*STATED EXERCISE A*.
In the agreement excerpt, what fee does the Company pay for the perpetual software license it receives when the Agreement terminates?
*STATED EXERCISE B*.
List every kind of insurance or bond named in the risk management item of the agreement excerpt.
*STATED EXERCISE C*.
For each statement, say whether the agreement excerpt supports it, and quote the words that decide it: (i) The human resource services include payroll services. (ii) The Service Provider grants the software license when the Agreement begins. (iii) The compliance services include help with a state insurance fraud reporting program.

# start of PAGE EXCERPT

Manage data and voice communications systems.

 

9.

Manage local area networks and other desktop software and systems.

 

10.

Provide data security and maintain effective disaster recovery program.

 

11.

Purchase hardware, software and supplies.

 

Subject to the terms (including any limitations and restrictions) of any applicable software or hardware licensing agreement then in effect between Service Provider and any licensor, Service Provider shall, upon termination of this Agreement, grant to Company a perpetual license, without payment of any fee, in any electronic data processing software developed or used by the Service Provider in connection with the Services provided to the Company hereunder if such software is not commercially available and is necessary, in the Company’s reasonable judgment, for the Company to perform subsequent to termination the functions provided by the Service Provider hereunder.

 

9

 

 


Exhibit A-6

 

Legal, Risk Management and Compliance Services

 

Services related to legal, risk management and compliance including, but not limited to:

 

1.

Provide counsel, advice and assistance in any matter of law, corporate governance and governmental relations, including advisory and consulting services, in connection with the maintenance of corporate existence, licenses, dealing with regulatory agencies, development of products, contracts and legal documents, product approvals, registration and filing of insurance and securities products, handling of claims and matters involving legal controversy, assist with dispute resolution, select, retain and manage outside counsel and provide other legal services as reasonably required or requested.

 

2.

Provide assistance in any matter relating to risk management, including procurement of fidelity bond insurance, blanket bonds, general liability insurance, property damage insurance, directors’ and officers’ liability insurance, workers compensation, and any other insurance purchased by the Company.

 

3.

Assist in the development and maintenance of a corporate compliance program and a state insurance fraud reporting program. Assist in maintaining appropriate records and systems in connection with the Company’s compliance obligations under application state law.

 

4.

Provide assistance with internal audit including review of operational procedures, performance of compliance tests, and assist to independent auditors.

 

10

 

 


Exhibit A-7

 

Human Resource Services

 

Services related to human resource management including, but not limited to:

 

1.

Personnel recruiting and support services.

 

2.

Design and implementation of human resources training.

 

3.

Compensation studies and benefits consulting.

 

4.

Support employee communications.

 

5.

Payroll services.

 

6.

# end of PAGE EXCERPT
# start of EXTRACTED RECORDS

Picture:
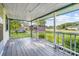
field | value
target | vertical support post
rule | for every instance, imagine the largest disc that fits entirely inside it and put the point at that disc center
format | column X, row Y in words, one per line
column 75, row 42
column 9, row 27
column 63, row 40
column 70, row 42
column 54, row 29
column 31, row 30
column 58, row 38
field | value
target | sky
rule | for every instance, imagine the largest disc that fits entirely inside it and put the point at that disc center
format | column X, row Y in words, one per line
column 68, row 17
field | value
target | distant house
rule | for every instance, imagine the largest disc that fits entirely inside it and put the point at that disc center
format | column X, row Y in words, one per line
column 72, row 28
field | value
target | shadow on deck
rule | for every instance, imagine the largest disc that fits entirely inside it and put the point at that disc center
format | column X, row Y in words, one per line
column 31, row 47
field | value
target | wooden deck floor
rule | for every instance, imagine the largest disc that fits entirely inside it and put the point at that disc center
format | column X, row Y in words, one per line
column 28, row 47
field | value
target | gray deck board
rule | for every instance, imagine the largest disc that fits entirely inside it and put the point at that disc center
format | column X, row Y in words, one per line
column 28, row 47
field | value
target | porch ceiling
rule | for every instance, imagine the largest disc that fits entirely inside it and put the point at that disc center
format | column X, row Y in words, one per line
column 30, row 11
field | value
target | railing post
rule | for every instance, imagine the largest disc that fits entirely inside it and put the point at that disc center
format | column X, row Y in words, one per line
column 75, row 42
column 58, row 38
column 63, row 39
column 54, row 30
column 70, row 42
column 9, row 27
column 31, row 29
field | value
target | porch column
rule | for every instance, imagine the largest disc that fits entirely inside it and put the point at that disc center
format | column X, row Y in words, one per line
column 9, row 27
column 31, row 30
column 54, row 29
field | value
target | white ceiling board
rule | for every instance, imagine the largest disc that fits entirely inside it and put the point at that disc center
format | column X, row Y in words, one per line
column 29, row 11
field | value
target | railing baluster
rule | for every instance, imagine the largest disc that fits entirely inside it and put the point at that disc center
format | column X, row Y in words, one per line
column 75, row 42
column 63, row 39
column 70, row 42
column 58, row 38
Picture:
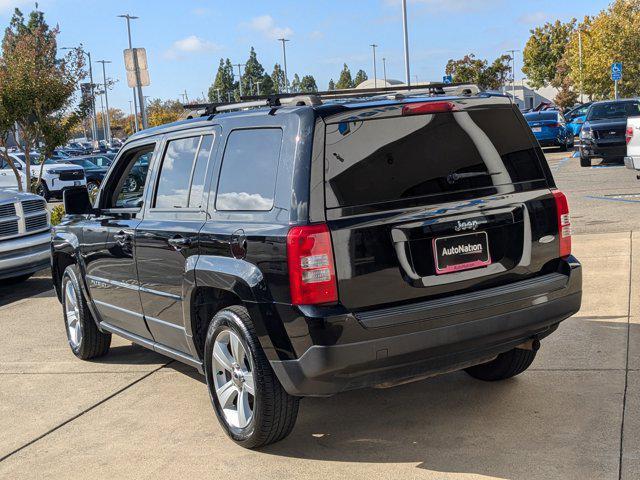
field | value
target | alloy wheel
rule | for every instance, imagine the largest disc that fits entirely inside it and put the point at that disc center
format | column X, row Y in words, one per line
column 233, row 379
column 72, row 314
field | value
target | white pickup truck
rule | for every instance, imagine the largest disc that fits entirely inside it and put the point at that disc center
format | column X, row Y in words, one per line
column 632, row 160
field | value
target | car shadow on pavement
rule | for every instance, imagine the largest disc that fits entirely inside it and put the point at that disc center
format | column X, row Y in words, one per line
column 528, row 427
column 35, row 286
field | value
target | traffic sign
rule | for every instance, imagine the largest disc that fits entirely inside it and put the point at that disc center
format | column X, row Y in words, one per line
column 616, row 71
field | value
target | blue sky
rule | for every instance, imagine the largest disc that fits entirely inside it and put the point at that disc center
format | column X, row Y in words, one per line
column 186, row 38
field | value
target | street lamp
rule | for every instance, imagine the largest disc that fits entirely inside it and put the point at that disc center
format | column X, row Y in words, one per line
column 240, row 65
column 284, row 57
column 375, row 75
column 513, row 74
column 106, row 98
column 143, row 113
column 384, row 68
column 94, row 121
column 405, row 30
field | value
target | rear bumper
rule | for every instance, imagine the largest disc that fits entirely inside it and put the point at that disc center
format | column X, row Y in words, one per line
column 632, row 162
column 592, row 150
column 462, row 339
column 24, row 255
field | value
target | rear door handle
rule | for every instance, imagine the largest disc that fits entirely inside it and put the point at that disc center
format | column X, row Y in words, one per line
column 178, row 242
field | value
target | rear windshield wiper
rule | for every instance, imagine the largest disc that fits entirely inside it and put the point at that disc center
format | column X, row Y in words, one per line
column 454, row 177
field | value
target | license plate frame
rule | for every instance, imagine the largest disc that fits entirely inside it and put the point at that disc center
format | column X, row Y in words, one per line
column 467, row 251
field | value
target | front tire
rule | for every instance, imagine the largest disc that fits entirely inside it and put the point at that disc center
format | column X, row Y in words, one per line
column 85, row 340
column 248, row 399
column 505, row 365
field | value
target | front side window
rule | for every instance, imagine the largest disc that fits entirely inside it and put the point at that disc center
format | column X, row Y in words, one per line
column 130, row 187
column 249, row 170
column 182, row 175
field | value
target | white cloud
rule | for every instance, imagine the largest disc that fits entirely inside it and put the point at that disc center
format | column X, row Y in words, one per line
column 266, row 25
column 189, row 45
column 533, row 18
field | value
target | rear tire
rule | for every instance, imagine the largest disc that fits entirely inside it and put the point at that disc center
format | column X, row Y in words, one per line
column 505, row 365
column 270, row 412
column 85, row 340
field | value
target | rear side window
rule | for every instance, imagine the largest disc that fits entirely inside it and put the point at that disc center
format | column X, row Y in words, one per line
column 249, row 170
column 374, row 161
column 182, row 174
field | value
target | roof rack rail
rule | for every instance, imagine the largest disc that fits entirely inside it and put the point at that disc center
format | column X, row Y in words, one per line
column 315, row 98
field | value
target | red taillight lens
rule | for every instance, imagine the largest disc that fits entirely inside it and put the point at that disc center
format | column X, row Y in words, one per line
column 428, row 107
column 564, row 223
column 312, row 274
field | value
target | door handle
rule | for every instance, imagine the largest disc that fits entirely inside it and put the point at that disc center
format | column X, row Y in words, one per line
column 121, row 237
column 178, row 242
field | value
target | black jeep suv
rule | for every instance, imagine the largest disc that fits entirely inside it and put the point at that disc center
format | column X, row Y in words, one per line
column 310, row 246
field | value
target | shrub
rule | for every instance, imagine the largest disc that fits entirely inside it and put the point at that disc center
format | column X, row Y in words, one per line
column 56, row 214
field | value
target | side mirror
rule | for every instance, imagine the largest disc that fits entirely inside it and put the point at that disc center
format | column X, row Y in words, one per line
column 76, row 201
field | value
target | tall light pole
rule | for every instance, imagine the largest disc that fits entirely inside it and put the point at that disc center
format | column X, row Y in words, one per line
column 405, row 30
column 384, row 69
column 106, row 98
column 284, row 58
column 375, row 73
column 240, row 65
column 143, row 113
column 580, row 62
column 94, row 121
column 513, row 74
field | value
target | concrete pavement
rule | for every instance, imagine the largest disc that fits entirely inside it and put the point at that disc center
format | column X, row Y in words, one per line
column 134, row 414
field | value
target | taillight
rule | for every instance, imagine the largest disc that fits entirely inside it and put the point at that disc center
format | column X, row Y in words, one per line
column 428, row 107
column 564, row 223
column 312, row 274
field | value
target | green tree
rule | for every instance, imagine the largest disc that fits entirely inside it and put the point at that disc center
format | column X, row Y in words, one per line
column 253, row 73
column 308, row 84
column 470, row 69
column 160, row 112
column 361, row 76
column 611, row 36
column 544, row 49
column 345, row 80
column 38, row 88
column 295, row 83
column 278, row 79
column 223, row 83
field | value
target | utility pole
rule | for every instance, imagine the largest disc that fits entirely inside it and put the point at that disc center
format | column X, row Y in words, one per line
column 106, row 100
column 94, row 120
column 240, row 65
column 513, row 74
column 580, row 62
column 143, row 113
column 405, row 30
column 384, row 68
column 375, row 74
column 284, row 58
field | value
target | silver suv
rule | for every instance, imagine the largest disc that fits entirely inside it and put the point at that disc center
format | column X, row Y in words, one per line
column 24, row 235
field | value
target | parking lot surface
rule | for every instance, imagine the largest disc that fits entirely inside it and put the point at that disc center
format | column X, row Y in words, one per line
column 134, row 414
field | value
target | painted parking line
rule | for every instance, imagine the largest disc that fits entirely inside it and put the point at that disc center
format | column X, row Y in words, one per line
column 611, row 199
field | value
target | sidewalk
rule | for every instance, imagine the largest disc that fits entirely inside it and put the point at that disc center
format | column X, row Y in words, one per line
column 135, row 415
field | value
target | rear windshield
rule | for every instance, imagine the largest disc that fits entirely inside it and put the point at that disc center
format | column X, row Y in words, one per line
column 541, row 116
column 382, row 160
column 604, row 111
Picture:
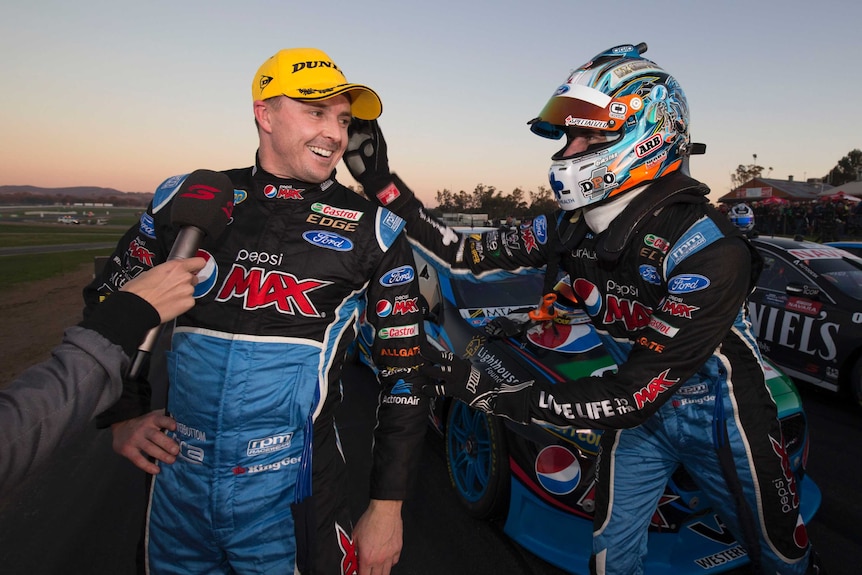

# end of EXTRACTED RECORDS

*FULL ANSWER A*.
None; the license is granted "without payment of any fee."

*FULL ANSWER B*.
- Fidelity bond insurance
- Blanket bonds
- General liability insurance
- Property damage insurance
- Directors' and officers' liability insurance
- Workers compensation

*FULL ANSWER C*.
(i) Yes: "Payroll services."
(ii) No: "upon termination of this Agreement, grant to Company a perpetual license"
(iii) Yes: "Assist in the development and maintenance of a corporate compliance program and a state insurance fraud reporting program."